Passage shown:
·····
10 ways to use your lunchbreak

Lunch at desk
By Alex Burden, Student Blog

9 May 2016

You need a break. It’s not lazy to take a little time out of the day to regroup, refresh and regenerate.

Research in the UK and USA has shown that a majority of workers do not take lunch: in fact, up to two-thirds of staff in Britain are failing to take a break and this impacts on productivity.

Is lunch a leisurely activity for you, or a mad rush to eat and catch up on work? We’ve compiled a list of 10 things to do on your lunchbreak. Hint: It’s not studying!

1. Clear your diary

Try and give yourself at least 10 minutes either side of your lunchbreak for planning your afternoon / evening work, and avoid scheduling meetings that run right up to your lunch hour, as you could end up rushing and raising stress levels.

2. Remove digital distractions

Avoid your computer, phone / tablet, and the onslaught of emails and messages. Make your lunch your work-free period, even if it is just twenty minutes.

3. Exercise

You might have time to pop to a gym, but at the very least do some sort of physical activity to raise endorphins, give your spine a break (unless you’re lucky enough to own a standing desk or treadmill desk!), and get some fresh air. If you have a packed lunch look at taking a walk to the nearest green area or park. For the more adventurous - and perhaps less shy - you can have a high intensity workout for just 7 minutes, with no gym membership.

4. Healthy eating

Try and avoid the junk food. We agree it’s a great endorphin rush and quick fix, but it could lead to you feeling tired in the afternoon, with a knock-on effect for your health. If caffeine and sugar levels go up, then at some point they must logically come down. You don’t need to a paragon of virtue: think about establishing a naughty day for what you consider to be ‘junk’ food. Depending on how disciplined you are, that can be once a week, or once a month.

5. Take an actual break

Around twenty-minutes’ minimum would help clear your head. Rest and nutrition are vital for cognitive function and giving your brain a relaxing recharge is a good idea. A break can help clear your head, and we all know there’s nothing useful about carrying frustrations over to the afternoon.

6. Siesta

Take a twenty-minute nap. Perhaps not at your desk, but if you’re at home studying, think about having a quick snooze or eye rest to decompress. The act of sleeping at night is essentially a brain cleanse – we file away information, discard what we don’t need and remove toxins. Make sure it is just around twenty minutes as otherwise you could be tempted to snooze the day away!

7. Investigate and try the Alexander Technique

This technique is used by musicians, actors, and athletes, but there’s no reason why a CA student should not join in. It works to make you more aware of your body to enable you to remove repetitive strain, stiff limbs and improved breathing. Professional piano players will often study this technique as they need to be pain-free and limber for concerts, and sitting down at a keyboard for hours can be a strain on the body. It’s also great for those long exams!

8. Do something that you love

If you’re studying at home, this is the time you can take advantage of your surroundings. Dance, sing, jump around, complete a crossword. Even if you take out just fifteen minutes to do this, it will raise your mood, your energy and possibly your dancing ability.

9. Read a book

Reading is fun, what more could you ask for?

10. Network

If you just can’t resist getting in some form of work, you can use your lunch-hour to network or interact with people from your office. A working lunch can still involve time away from the office and a healthy meal. Students can take advantage of the ‘Letslunch’ app, which matches you with nearby people in your industry, for interesting discussion, good eating and more.
·····
Records shown:
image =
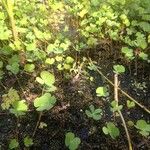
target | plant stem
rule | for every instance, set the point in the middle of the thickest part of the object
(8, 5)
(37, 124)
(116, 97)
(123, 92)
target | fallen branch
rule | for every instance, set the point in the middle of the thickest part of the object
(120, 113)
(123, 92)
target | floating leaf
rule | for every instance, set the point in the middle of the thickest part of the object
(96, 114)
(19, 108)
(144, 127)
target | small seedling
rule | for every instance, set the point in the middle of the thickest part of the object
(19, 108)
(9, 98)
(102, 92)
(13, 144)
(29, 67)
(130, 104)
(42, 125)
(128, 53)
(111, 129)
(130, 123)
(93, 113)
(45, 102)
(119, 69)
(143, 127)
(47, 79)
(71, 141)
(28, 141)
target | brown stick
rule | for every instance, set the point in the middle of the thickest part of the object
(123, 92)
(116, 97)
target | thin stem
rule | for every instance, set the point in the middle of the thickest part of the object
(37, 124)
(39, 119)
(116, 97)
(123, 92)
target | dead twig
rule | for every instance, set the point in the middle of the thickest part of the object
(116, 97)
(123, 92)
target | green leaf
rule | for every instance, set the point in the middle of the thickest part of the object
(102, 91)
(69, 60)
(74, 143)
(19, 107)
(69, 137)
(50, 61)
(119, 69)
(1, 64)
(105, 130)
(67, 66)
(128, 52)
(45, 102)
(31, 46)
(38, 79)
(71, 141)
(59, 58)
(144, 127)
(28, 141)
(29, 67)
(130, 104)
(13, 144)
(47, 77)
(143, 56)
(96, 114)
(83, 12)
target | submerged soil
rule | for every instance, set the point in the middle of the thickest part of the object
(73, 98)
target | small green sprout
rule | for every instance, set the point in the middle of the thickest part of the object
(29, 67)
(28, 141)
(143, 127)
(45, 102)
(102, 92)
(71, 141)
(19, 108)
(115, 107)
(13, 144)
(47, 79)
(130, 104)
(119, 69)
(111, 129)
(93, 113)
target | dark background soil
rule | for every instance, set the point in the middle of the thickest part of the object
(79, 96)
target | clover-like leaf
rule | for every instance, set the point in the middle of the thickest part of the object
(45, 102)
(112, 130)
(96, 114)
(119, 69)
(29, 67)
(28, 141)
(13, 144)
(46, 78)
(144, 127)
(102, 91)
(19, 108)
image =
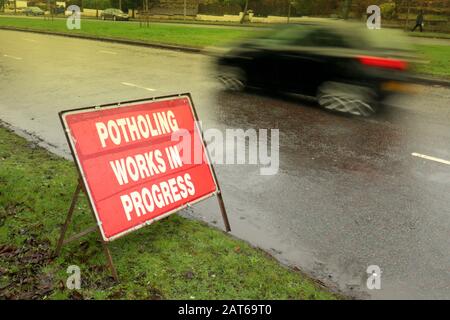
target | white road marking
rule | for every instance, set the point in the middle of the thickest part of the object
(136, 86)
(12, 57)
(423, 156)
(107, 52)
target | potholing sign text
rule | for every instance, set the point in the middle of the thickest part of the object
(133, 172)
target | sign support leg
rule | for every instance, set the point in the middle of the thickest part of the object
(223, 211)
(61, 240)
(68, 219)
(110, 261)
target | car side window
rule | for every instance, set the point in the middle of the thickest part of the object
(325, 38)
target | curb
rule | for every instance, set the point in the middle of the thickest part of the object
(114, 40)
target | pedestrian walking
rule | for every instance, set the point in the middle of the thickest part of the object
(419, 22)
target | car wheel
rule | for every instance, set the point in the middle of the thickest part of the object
·····
Aim of the task: According to the lunchbreak list above, what share of staff in Britain fail to take a break?

Answer area: Up to two-thirds.